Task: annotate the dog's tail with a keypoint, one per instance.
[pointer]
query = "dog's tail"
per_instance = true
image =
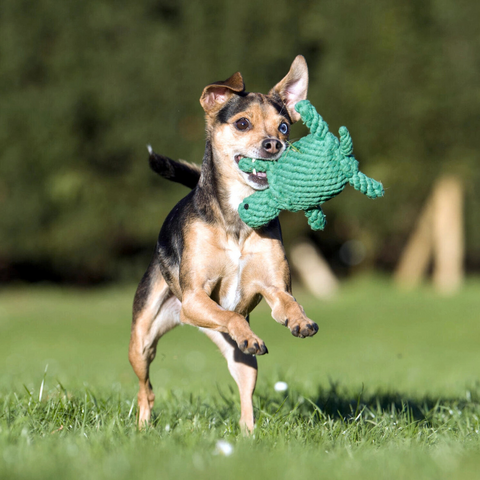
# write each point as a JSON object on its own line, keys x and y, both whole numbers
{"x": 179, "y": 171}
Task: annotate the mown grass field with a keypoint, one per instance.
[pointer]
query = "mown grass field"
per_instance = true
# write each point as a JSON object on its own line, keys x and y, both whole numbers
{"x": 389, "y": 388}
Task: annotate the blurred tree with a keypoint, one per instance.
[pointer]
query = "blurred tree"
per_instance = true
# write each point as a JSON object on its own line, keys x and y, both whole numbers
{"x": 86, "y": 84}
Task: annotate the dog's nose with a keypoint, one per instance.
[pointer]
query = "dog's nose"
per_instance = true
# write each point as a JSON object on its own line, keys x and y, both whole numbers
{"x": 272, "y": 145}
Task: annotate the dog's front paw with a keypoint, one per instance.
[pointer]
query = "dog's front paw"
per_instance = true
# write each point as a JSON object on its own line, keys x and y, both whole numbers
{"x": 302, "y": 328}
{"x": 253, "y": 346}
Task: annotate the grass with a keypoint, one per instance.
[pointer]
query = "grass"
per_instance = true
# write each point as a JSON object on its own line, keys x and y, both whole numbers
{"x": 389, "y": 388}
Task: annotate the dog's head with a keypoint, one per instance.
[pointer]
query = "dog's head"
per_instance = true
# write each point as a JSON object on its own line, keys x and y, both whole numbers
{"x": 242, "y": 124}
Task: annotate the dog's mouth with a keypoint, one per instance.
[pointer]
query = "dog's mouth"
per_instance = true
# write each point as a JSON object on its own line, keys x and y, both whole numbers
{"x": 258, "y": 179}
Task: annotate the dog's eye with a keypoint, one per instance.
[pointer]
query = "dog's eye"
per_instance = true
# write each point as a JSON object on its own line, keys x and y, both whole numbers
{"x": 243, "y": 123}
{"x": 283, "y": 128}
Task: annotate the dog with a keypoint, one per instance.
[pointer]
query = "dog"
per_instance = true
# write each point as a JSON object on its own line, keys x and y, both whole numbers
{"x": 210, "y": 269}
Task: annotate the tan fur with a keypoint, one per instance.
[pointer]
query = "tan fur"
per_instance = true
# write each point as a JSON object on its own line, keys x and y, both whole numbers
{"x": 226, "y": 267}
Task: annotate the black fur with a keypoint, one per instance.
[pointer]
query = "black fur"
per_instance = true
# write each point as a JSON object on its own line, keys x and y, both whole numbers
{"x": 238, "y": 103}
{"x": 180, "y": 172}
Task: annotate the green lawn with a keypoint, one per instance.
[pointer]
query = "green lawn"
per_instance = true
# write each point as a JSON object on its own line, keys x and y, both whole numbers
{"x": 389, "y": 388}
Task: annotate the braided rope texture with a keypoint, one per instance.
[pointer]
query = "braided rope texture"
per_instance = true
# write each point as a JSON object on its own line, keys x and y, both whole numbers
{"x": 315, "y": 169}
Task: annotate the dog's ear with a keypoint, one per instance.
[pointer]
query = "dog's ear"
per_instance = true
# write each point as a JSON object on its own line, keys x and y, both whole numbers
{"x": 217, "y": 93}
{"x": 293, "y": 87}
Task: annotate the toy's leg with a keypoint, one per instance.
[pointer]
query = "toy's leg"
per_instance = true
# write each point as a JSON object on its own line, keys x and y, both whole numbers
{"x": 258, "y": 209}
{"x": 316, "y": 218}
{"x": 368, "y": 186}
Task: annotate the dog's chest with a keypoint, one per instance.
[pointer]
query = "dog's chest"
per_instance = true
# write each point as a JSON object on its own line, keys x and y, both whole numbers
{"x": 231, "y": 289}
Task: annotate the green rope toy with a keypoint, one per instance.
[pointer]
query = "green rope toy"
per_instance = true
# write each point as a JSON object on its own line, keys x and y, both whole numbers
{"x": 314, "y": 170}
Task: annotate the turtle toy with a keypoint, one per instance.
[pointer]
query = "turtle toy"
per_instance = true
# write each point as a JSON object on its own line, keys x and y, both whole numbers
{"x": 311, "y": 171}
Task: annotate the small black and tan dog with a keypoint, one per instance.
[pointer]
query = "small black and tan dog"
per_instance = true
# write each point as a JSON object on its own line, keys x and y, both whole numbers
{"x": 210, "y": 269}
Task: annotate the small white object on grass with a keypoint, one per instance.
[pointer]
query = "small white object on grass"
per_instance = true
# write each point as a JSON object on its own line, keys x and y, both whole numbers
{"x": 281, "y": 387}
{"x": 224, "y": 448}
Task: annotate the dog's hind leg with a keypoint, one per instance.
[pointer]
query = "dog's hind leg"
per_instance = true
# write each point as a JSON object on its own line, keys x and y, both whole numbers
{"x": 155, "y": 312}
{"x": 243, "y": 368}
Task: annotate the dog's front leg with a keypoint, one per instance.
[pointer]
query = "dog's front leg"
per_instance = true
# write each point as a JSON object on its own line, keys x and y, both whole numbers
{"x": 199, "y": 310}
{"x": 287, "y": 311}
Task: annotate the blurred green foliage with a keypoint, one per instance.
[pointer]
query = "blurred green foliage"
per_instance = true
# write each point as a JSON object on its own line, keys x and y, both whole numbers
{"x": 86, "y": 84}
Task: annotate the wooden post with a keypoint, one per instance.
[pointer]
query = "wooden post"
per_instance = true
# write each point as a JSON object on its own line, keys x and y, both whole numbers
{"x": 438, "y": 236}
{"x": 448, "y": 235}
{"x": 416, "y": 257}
··········
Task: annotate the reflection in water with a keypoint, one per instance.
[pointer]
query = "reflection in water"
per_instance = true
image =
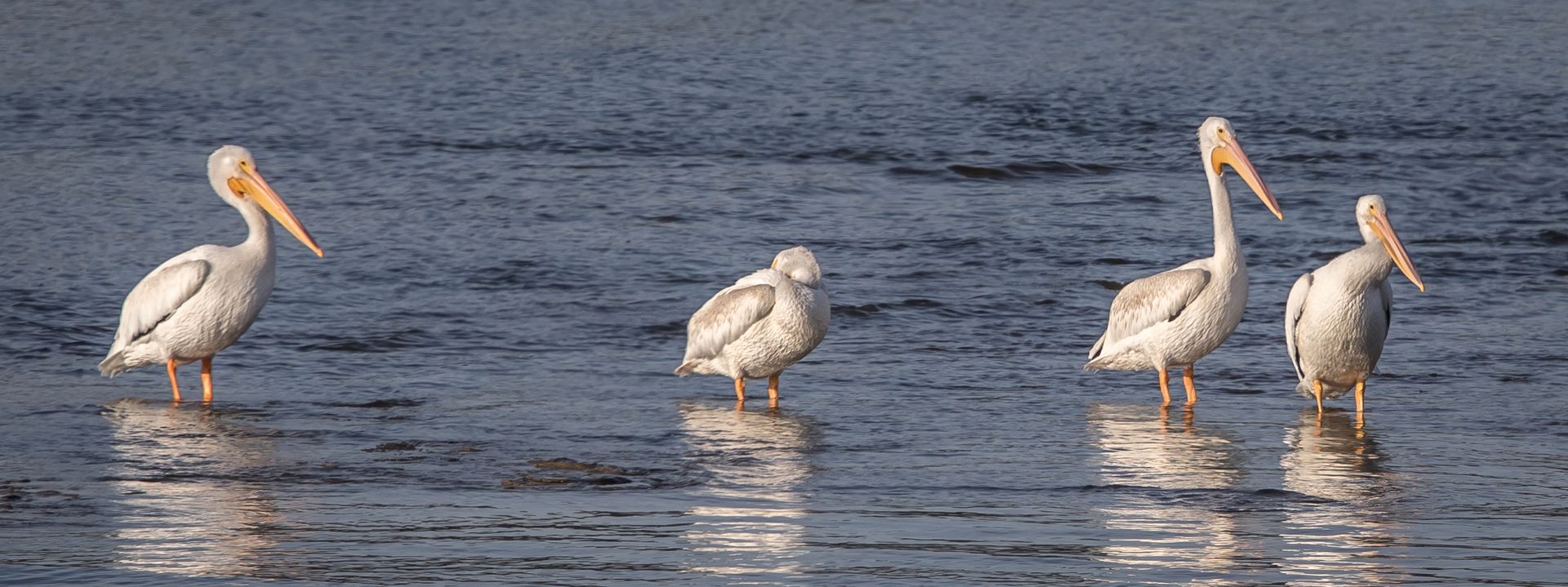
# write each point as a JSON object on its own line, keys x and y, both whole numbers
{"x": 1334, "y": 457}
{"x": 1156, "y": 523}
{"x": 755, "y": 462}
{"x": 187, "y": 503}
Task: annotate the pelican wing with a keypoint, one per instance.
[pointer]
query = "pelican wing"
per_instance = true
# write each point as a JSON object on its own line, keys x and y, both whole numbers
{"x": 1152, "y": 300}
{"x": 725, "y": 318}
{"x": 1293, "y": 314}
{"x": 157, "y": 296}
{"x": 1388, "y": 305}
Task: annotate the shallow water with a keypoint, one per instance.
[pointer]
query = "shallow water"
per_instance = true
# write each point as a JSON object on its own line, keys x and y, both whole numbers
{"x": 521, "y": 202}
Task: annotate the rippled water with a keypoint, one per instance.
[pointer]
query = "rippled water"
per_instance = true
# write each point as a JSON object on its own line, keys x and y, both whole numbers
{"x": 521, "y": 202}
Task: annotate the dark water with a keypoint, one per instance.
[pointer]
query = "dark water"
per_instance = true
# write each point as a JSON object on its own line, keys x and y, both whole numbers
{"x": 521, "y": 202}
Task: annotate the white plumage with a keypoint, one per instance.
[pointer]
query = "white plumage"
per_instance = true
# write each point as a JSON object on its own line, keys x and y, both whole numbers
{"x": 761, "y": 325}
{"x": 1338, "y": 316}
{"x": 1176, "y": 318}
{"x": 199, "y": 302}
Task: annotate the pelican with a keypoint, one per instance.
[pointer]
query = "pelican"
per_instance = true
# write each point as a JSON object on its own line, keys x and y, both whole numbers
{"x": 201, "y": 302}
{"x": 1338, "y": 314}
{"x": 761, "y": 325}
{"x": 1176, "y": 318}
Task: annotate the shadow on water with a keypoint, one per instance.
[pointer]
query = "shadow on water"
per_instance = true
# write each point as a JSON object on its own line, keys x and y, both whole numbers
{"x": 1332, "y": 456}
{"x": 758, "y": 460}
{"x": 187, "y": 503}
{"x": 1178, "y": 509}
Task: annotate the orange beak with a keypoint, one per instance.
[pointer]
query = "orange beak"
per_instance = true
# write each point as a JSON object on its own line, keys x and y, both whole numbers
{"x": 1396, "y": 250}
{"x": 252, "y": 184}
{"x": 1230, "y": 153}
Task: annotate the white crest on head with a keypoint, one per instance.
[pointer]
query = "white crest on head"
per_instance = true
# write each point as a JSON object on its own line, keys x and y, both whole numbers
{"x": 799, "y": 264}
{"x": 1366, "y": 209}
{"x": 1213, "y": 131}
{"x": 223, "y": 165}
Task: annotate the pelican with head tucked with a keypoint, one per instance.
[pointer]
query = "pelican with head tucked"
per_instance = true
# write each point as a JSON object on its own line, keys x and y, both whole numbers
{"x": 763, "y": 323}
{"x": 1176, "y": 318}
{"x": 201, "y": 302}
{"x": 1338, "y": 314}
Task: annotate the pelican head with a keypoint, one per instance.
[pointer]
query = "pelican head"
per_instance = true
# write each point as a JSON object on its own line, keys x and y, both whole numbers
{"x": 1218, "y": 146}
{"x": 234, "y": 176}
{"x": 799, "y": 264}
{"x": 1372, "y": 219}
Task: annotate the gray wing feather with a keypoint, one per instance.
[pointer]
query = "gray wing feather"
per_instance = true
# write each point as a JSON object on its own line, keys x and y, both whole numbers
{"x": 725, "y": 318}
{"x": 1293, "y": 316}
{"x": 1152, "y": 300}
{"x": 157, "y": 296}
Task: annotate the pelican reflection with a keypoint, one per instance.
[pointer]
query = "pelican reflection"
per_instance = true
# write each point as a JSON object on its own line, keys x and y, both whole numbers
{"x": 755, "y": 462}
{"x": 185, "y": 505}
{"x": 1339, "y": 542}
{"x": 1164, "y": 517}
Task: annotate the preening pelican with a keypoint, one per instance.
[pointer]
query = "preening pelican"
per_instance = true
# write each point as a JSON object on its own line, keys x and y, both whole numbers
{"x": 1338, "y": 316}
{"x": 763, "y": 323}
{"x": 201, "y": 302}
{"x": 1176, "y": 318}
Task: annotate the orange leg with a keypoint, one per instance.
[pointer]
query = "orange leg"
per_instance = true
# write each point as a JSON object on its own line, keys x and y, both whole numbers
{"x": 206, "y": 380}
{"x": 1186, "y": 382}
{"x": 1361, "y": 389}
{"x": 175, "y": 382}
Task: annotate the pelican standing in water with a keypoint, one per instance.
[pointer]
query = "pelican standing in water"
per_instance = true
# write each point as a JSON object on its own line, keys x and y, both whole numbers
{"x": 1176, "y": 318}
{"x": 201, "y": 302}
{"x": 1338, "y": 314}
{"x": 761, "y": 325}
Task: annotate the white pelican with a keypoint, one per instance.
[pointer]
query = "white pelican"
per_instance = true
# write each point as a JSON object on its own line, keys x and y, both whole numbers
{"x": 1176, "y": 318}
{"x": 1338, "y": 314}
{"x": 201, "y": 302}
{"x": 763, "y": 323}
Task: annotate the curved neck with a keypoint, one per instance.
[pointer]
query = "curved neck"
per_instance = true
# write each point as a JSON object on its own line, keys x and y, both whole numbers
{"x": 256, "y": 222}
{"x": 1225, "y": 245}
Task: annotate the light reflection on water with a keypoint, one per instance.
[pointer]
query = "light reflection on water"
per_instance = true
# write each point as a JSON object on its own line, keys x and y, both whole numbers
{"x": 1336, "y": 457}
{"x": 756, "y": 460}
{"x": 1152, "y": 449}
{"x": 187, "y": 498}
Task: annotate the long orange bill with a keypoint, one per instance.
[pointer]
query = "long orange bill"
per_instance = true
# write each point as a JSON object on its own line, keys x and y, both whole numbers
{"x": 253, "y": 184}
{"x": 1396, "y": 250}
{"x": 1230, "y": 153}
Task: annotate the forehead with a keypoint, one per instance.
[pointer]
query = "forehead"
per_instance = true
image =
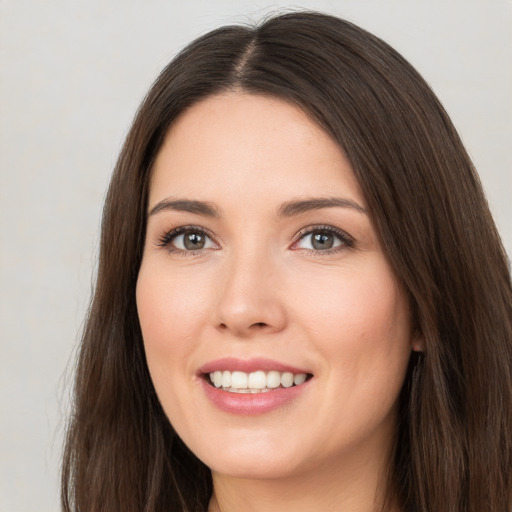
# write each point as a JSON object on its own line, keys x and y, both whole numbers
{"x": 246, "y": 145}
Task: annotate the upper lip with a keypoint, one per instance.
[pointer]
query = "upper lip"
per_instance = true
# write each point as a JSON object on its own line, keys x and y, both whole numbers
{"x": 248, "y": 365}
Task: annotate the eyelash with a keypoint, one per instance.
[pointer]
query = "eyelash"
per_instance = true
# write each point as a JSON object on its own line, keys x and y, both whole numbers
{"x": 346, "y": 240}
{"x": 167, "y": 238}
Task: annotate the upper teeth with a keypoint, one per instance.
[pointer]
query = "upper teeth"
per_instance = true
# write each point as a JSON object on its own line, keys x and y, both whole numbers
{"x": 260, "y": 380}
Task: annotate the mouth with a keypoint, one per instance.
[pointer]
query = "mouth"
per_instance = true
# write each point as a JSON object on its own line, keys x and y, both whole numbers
··········
[Task brief] Collect every line of the records that contains the string "tucked", treating case as significant.

[Solution to this problem]
Task: annotate the pelican with head tucked with a keypoint, one per instance.
query = "pelican with head tucked"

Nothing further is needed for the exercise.